**What you have to do**
Output the rows below from the one containing "One pin marks each instance of the sky" through the one containing "One pin marks each instance of the white balustrade", both included, as a Markdown table with the columns Index and Text. Number each row in Index, put its wording in Text, and leave out blank lines.

**Task material**
■ ■ ■ ■ ■

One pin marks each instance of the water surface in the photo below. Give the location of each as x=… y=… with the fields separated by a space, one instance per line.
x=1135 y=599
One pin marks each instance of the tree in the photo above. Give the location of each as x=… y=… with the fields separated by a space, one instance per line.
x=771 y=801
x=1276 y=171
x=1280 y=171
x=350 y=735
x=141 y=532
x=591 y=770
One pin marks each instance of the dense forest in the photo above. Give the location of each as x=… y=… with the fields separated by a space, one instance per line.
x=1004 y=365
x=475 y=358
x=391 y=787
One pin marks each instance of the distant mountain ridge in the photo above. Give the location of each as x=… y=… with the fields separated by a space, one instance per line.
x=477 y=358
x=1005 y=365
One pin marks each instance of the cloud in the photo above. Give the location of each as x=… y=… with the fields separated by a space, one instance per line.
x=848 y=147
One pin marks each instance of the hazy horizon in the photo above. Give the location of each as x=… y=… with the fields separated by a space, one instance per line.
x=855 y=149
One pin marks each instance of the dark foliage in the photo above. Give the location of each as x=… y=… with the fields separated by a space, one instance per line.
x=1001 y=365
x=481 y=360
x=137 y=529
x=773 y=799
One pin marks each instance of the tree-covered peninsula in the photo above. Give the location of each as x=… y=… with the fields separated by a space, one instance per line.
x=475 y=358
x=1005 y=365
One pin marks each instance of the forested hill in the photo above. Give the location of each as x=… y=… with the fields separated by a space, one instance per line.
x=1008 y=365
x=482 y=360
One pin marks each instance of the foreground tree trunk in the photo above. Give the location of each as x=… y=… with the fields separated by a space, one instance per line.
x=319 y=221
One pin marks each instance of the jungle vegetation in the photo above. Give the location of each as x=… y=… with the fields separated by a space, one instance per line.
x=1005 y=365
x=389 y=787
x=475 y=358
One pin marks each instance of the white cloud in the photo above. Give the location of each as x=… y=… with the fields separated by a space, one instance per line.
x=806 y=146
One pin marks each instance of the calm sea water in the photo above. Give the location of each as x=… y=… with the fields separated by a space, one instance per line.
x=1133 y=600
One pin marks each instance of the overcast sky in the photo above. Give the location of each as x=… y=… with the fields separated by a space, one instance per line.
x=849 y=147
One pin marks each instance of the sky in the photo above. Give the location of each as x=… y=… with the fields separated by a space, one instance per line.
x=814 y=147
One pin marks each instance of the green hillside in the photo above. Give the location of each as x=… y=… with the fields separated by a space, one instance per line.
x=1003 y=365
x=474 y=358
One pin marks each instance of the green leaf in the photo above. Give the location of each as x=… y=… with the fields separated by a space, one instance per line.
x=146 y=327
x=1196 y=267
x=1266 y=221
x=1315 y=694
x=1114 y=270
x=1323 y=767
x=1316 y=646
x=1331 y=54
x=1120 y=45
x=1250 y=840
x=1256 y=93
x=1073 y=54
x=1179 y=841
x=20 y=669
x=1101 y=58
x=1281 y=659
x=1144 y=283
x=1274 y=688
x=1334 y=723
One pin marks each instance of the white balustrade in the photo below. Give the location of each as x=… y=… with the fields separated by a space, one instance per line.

■ ■ ■ ■ ■

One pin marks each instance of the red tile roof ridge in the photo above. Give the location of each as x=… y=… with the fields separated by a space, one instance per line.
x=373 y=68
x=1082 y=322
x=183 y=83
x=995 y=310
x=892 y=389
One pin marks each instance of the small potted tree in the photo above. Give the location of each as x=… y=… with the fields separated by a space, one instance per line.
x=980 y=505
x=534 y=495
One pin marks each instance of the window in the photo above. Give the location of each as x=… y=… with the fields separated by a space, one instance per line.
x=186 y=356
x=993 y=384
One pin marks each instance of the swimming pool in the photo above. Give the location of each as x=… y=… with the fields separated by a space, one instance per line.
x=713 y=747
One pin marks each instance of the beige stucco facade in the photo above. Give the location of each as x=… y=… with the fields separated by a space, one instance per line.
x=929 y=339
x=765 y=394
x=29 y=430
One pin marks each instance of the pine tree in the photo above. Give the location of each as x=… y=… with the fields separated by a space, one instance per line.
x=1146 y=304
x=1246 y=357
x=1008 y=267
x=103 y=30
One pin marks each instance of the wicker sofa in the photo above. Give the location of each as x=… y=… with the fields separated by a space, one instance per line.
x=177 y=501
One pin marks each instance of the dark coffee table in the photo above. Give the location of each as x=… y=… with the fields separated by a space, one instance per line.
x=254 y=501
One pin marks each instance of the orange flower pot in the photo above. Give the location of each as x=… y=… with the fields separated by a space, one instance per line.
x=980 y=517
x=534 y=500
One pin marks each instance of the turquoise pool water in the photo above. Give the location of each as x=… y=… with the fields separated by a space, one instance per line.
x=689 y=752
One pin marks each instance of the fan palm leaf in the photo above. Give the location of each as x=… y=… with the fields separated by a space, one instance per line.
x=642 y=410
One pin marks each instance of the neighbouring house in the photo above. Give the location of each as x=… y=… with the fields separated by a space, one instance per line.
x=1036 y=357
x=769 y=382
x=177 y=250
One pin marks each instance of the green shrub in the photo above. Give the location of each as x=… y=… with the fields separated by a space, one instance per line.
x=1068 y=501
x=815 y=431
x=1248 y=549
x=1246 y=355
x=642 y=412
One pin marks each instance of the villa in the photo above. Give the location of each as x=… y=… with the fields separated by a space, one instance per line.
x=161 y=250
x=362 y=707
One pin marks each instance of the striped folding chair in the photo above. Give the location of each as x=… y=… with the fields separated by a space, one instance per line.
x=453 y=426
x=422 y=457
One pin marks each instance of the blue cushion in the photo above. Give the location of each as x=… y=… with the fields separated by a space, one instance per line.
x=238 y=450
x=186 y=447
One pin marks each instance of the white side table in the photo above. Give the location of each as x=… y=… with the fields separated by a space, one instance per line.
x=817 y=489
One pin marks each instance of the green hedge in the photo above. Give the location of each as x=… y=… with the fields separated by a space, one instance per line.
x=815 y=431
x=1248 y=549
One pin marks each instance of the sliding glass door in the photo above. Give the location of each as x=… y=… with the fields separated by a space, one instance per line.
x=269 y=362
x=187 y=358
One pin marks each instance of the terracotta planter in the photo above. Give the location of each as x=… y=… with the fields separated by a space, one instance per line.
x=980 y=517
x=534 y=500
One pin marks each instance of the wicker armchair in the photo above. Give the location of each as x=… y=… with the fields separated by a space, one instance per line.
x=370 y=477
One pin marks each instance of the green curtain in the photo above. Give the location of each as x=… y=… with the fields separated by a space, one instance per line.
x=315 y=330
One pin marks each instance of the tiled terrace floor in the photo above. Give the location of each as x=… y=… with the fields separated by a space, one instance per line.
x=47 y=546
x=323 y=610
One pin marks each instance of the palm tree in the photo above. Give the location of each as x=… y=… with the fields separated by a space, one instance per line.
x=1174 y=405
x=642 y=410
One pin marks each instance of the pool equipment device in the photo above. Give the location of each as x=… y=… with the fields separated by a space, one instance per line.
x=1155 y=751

■ ■ ■ ■ ■

**Exercise answer**
| Index | Text |
|---|---|
| 1 | One pin marks each instance of the sky in the photo above. Give the location of each as x=… y=… with the fields separated by a space, one instance per line. |
| 2 | x=814 y=147 |
| 3 | One pin marks each instance of the green hillside in the photo above. Give the location of each as x=… y=… with the fields separated by a space, one instance per line. |
| 4 | x=1003 y=365 |
| 5 | x=474 y=358 |
| 6 | One pin marks each instance of the green leaf in the photo above. Give the location of each as x=… y=… with the fields separated by a space, one instance per line. |
| 7 | x=146 y=327 |
| 8 | x=1196 y=267 |
| 9 | x=1266 y=221 |
| 10 | x=1315 y=694 |
| 11 | x=1114 y=270 |
| 12 | x=1323 y=767 |
| 13 | x=1316 y=646 |
| 14 | x=1331 y=54 |
| 15 | x=1120 y=45 |
| 16 | x=1250 y=840 |
| 17 | x=1256 y=93 |
| 18 | x=1073 y=54 |
| 19 | x=1179 y=841 |
| 20 | x=20 y=669 |
| 21 | x=1101 y=58 |
| 22 | x=1281 y=659 |
| 23 | x=1144 y=283 |
| 24 | x=1274 y=688 |
| 25 | x=1334 y=723 |
| 26 | One pin marks each instance of the white balustrade in the photo below. Give the location of each as x=… y=… with the fields separated by a space, one instance per line. |